Short problem:
Reproduce verbatim the passage of the article on The Cardinal of the Kremlin starting with "The CIA then" and going on through "his anti-American ideology.".

____ Document segment

The Cardinal of the Kremlin
- First edition cover
- Author: Tom Clancy
- Language: English
- Series: Jack Ryan
- Release number: 3
- Genre: Techno-thriller; Military fiction; Spy fiction; Realistic fiction;
- Publisher: G.P. Putnam's Sons
- Publication date: May 20, 1988
- Publication place: United States
- Media type: Print (hardcover, paperback)
- Pages: 544
- ISBN: 0399133453
- Preceded by: Patriot Games
- Followed by: Clear and Present Danger

= The Cardinal of the Kremlin =

1988 thriller novel by Tom Clancy

The Cardinal of the Kremlin is a spy thriller novel, written by Tom Clancy and released on May 20, 1988. A direct sequel to The Hunt for Red October (1984), it features CIA analyst Jack Ryan as he must extract CARDINAL, the agency's highest placed asset in the Soviet military, who is being pursued by the KGB. The novel also features the Strategic Defense Initiative (SDI), a conceptual missile-defense system developed by the United States during that time, and its Soviet counterpart. The book debuted at
number one on The New York Times Best Seller List.

==Plot==
For thirty years, Colonel Mikhail Semyonovich "Misha" Filitov, a personal aide to the Soviet Minister of Defense and three-time Hero of the Soviet Union, has been passing military, technical, and political intelligence to the CIA as their highest agent-in-place, codenamed CARDINAL. His latest mission concerns a Soviet anti-ballistic missile research project codenamed "Bright Star", based at a secret defense installation located 50 km southeast of Dushanbe, Tajikistan.

Colonel Filitov sends Colonel Gennady Bondarenko of Signal Troops to Dushanbe to evaluate the facility and unwittingly procure information that Filitov will then send to his CIA contacts. Unfortunately, a minor slip-up in passing Filitov's intelligence at the Moscow subway alerts the KGB, which then aggressively pursues the couriers involved, including the daughter of a Politburo official recruited by the CIA and MI6. They become suspicious of Filitov and place him under surveillance. With the courier chain having been quickly shut down by the CIA station chief in Moscow, Edward Foley, Filitov's more important intelligence on Bright Star is delayed; however, he reveals the presence of a KGB agent infiltrating Bright Star's American counterpart Tea Clipper, which alarms the CIA.

The CIA then tasks Foley with extracting Filitov out of the country. However, when his wife Mary Pat, also a CIA officer, attempts to make a brush pass to Filitov at his apartment building, the two are arrested by the KGB. The Foleys are then declared persona non grata, while Filitov is imprisoned and psychologically tortured until he eventually confesses to his crimes. In an effort to salvage the mission, CIA analyst Jack Ryan, who had now learned of CARDINAL's identity, concocts a plan to secure the return of Filitov and at the same time force the defection of KGB chairman Nikolai Gerasimov, who has been vying for the position of General Secretary since Filitov's arrest; Ryan tries to prevent his ascension to power due to his anti-American ideology.

________
____ Data extract

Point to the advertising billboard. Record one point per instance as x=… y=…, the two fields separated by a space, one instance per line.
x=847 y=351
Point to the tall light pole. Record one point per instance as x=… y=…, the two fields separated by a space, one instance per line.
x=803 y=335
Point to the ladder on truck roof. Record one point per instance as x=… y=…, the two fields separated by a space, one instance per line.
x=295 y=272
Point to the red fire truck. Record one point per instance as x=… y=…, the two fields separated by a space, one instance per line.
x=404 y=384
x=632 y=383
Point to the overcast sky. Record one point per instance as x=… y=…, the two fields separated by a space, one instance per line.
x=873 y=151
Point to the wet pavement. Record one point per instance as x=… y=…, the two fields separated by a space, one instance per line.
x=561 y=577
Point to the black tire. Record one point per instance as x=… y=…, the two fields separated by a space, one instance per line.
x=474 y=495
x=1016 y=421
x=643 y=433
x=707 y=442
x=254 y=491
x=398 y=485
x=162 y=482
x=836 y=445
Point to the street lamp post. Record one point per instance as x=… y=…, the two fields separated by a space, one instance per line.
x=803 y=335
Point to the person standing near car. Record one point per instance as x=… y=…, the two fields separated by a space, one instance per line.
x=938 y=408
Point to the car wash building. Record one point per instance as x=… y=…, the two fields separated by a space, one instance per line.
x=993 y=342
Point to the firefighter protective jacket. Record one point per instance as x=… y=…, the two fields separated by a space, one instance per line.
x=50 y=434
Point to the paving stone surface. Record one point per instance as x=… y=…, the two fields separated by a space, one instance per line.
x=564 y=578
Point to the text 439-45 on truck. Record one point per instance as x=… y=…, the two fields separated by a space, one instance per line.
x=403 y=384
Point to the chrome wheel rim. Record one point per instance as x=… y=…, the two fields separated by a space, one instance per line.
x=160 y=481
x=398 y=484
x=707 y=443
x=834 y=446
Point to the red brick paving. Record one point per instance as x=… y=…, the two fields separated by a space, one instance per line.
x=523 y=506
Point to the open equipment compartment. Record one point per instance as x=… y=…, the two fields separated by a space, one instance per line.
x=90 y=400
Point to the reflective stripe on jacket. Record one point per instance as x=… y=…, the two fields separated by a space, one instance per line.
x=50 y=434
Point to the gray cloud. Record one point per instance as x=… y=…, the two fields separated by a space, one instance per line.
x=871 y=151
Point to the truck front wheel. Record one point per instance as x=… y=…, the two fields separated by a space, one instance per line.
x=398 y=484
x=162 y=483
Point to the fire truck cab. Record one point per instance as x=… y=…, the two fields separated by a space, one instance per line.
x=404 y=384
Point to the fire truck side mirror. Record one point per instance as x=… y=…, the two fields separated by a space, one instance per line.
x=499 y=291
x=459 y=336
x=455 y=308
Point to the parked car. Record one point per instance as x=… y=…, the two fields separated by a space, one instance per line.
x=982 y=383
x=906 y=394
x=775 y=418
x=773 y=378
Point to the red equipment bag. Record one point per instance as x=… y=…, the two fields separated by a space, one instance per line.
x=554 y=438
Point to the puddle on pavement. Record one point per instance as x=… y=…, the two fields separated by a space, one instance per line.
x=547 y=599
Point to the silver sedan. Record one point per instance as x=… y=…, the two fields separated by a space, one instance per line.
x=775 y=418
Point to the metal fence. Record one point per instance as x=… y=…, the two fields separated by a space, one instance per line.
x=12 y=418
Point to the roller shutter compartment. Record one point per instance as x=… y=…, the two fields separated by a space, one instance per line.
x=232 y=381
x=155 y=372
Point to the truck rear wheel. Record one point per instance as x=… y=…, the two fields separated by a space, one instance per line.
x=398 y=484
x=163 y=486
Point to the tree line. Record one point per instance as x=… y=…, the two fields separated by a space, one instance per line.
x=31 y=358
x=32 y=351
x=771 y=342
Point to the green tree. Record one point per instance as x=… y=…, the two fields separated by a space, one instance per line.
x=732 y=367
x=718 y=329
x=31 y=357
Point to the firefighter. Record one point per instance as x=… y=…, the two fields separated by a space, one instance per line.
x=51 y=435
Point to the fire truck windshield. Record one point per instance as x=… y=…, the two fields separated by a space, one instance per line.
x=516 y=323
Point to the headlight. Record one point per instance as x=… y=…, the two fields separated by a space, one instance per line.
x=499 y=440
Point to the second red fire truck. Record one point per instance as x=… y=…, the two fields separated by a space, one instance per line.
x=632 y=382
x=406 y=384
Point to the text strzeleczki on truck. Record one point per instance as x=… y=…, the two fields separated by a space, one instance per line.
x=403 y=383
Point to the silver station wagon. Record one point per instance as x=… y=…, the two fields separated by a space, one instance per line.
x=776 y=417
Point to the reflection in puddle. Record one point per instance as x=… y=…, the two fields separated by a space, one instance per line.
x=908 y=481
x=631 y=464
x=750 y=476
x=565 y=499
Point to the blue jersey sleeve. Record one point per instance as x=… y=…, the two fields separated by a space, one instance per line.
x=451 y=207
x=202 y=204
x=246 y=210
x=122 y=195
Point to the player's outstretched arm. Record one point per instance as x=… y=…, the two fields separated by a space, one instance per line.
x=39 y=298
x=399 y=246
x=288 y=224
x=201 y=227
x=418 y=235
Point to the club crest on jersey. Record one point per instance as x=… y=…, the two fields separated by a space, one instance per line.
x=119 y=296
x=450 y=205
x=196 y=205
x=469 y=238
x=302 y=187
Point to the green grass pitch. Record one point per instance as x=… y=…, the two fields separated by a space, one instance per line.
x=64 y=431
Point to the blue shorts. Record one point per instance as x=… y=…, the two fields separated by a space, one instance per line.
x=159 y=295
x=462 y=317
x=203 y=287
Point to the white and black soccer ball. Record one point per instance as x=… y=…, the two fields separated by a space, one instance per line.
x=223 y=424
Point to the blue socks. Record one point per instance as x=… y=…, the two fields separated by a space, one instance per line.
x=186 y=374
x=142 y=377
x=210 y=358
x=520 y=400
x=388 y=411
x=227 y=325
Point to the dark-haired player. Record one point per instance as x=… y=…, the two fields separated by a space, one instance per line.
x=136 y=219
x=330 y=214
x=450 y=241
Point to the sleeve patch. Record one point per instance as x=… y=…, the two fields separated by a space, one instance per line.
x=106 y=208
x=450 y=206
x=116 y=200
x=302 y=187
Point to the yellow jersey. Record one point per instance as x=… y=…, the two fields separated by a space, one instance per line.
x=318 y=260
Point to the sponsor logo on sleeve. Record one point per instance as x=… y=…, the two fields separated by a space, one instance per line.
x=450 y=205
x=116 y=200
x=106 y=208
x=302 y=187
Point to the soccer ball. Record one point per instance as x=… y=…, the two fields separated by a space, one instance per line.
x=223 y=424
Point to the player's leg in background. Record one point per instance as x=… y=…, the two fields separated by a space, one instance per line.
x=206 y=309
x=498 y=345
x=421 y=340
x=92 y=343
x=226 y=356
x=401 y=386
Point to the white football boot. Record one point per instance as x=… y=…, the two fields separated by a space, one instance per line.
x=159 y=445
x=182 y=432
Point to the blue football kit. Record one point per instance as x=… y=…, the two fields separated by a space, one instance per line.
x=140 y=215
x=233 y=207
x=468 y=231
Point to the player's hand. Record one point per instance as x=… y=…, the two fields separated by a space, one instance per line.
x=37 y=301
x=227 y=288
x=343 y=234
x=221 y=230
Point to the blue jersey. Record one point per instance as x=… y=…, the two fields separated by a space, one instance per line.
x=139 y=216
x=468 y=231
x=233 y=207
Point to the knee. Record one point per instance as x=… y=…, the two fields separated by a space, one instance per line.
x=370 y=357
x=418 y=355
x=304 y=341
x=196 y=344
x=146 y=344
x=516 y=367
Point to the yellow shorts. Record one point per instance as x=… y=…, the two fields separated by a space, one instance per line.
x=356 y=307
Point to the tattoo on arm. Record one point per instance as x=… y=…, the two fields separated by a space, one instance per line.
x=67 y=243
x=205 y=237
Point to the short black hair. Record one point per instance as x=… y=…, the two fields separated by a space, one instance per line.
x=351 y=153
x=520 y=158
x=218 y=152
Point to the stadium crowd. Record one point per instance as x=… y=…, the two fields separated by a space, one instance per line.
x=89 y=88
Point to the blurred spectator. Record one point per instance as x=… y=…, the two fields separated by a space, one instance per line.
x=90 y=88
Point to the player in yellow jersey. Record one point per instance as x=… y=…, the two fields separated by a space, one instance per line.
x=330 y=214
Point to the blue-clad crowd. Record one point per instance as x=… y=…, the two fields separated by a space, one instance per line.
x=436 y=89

________

Solution:
The CIA then tasks Foley with extracting Filitov out of the country. However, when his wife Mary Pat, also a CIA officer, attempts to make a brush pass to Filitov at his apartment building, the two are arrested by the KGB. The Foleys are then declared persona non grata, while Filitov is imprisoned and psychologically tortured until he eventually confesses to his crimes. In an effort to salvage the mission, CIA analyst Jack Ryan, who had now learned of CARDINAL's identity, concocts a plan to secure the return of Filitov and at the same time force the defection of KGB chairman Nikolai Gerasimov, who has been vying for the position of General Secretary since Filitov's arrest; Ryan tries to prevent his ascension to power due to his anti-American ideology.